Object detection data:
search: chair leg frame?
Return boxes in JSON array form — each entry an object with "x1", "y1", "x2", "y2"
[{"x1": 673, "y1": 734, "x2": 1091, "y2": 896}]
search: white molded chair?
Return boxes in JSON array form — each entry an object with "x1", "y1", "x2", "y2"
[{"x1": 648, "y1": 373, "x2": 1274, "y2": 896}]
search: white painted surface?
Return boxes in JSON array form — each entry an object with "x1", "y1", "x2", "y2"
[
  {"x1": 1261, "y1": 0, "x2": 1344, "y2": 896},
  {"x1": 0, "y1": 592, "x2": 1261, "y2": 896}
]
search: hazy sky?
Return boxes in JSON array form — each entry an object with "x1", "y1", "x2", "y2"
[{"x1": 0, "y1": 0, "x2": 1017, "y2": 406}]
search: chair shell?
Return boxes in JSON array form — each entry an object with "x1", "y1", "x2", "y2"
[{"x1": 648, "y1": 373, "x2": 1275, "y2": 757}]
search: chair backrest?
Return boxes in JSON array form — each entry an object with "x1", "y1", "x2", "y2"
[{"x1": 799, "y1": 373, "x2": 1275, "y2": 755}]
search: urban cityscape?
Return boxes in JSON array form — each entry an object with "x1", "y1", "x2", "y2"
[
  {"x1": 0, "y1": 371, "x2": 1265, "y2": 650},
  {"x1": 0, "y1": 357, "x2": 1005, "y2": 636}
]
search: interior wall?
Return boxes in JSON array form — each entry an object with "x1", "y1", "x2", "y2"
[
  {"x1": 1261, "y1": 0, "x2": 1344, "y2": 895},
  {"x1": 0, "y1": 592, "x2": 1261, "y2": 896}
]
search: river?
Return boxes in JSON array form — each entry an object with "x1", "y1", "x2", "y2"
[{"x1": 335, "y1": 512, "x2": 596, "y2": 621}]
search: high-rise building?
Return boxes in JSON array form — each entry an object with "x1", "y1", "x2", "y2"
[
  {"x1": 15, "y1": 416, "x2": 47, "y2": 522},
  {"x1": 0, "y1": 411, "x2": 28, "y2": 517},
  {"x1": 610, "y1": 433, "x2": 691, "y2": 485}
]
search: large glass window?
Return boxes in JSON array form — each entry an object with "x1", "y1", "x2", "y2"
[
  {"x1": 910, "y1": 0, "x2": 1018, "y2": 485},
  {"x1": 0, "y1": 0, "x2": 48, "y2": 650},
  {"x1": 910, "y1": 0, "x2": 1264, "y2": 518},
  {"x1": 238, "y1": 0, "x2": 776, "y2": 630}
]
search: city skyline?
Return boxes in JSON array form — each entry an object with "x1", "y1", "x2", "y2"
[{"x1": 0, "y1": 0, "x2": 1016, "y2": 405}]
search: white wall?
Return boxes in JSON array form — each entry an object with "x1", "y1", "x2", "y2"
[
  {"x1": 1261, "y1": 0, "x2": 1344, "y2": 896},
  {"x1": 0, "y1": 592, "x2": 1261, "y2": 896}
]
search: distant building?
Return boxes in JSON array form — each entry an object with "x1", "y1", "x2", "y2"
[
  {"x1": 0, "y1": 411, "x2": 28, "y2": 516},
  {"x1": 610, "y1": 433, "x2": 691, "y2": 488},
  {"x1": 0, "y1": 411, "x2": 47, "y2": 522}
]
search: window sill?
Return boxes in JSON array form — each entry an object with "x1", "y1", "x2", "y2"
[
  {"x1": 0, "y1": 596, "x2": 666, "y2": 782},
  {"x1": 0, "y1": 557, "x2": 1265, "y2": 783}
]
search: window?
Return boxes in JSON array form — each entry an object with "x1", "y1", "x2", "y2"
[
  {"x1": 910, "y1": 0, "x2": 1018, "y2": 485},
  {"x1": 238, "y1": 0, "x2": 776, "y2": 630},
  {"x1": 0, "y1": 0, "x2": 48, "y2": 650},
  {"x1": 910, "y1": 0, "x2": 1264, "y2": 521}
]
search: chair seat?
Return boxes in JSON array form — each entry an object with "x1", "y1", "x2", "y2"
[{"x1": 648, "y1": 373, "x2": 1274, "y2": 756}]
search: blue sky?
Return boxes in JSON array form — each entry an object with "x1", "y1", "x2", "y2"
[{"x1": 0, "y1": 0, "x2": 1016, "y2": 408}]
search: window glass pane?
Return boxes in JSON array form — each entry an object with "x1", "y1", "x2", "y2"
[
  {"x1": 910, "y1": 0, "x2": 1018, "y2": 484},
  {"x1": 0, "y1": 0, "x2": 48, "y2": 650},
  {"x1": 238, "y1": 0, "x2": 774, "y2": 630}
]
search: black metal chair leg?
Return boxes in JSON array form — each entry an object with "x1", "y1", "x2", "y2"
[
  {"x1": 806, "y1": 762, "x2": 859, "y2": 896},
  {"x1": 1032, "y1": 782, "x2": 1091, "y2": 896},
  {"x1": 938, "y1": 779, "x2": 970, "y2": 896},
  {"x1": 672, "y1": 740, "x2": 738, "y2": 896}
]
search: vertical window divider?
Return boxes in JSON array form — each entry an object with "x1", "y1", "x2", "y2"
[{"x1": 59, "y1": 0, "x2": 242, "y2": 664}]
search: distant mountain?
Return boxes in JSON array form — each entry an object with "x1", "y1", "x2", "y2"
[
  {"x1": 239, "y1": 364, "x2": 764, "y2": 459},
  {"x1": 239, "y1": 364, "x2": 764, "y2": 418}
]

=== The task ===
Please write out again the stretch from the line containing "search: blue sky?" through the end of the entries, search and format lines included. Multiply every box coordinate in the answers by 1.75 and round to whole numbers, with halves going up, but leave the search and format lines unchanged.

=== Output of the task ===
search: blue sky?
Return boxes in JSON array form — each entry an object with "x1", "y1", "x2", "y2"
[{"x1": 0, "y1": 0, "x2": 1778, "y2": 714}]
search: window glass pane?
Return boxes in JSON array form — each entry an object with "x1", "y1", "x2", "y2"
[
  {"x1": 1593, "y1": 0, "x2": 1782, "y2": 847},
  {"x1": 0, "y1": 0, "x2": 84, "y2": 1138},
  {"x1": 417, "y1": 0, "x2": 1355, "y2": 1103}
]
search: black metal chair leg?
Return boxes in JSON array form — each entry an object with "x1", "y1", "x2", "y2"
[
  {"x1": 1411, "y1": 1334, "x2": 1503, "y2": 1568},
  {"x1": 1806, "y1": 1369, "x2": 1909, "y2": 1568},
  {"x1": 1642, "y1": 1363, "x2": 1698, "y2": 1568},
  {"x1": 1176, "y1": 1295, "x2": 1292, "y2": 1568}
]
search: vertical window divider?
Return boxes in JSON array form — each entry an object with "x1", "y1", "x2", "y2"
[{"x1": 103, "y1": 0, "x2": 424, "y2": 1162}]
search: distant mountain?
Return boxes in JSON array form — each entry an object with "x1", "y1", "x2", "y2"
[
  {"x1": 418, "y1": 637, "x2": 1337, "y2": 803},
  {"x1": 418, "y1": 637, "x2": 1337, "y2": 732}
]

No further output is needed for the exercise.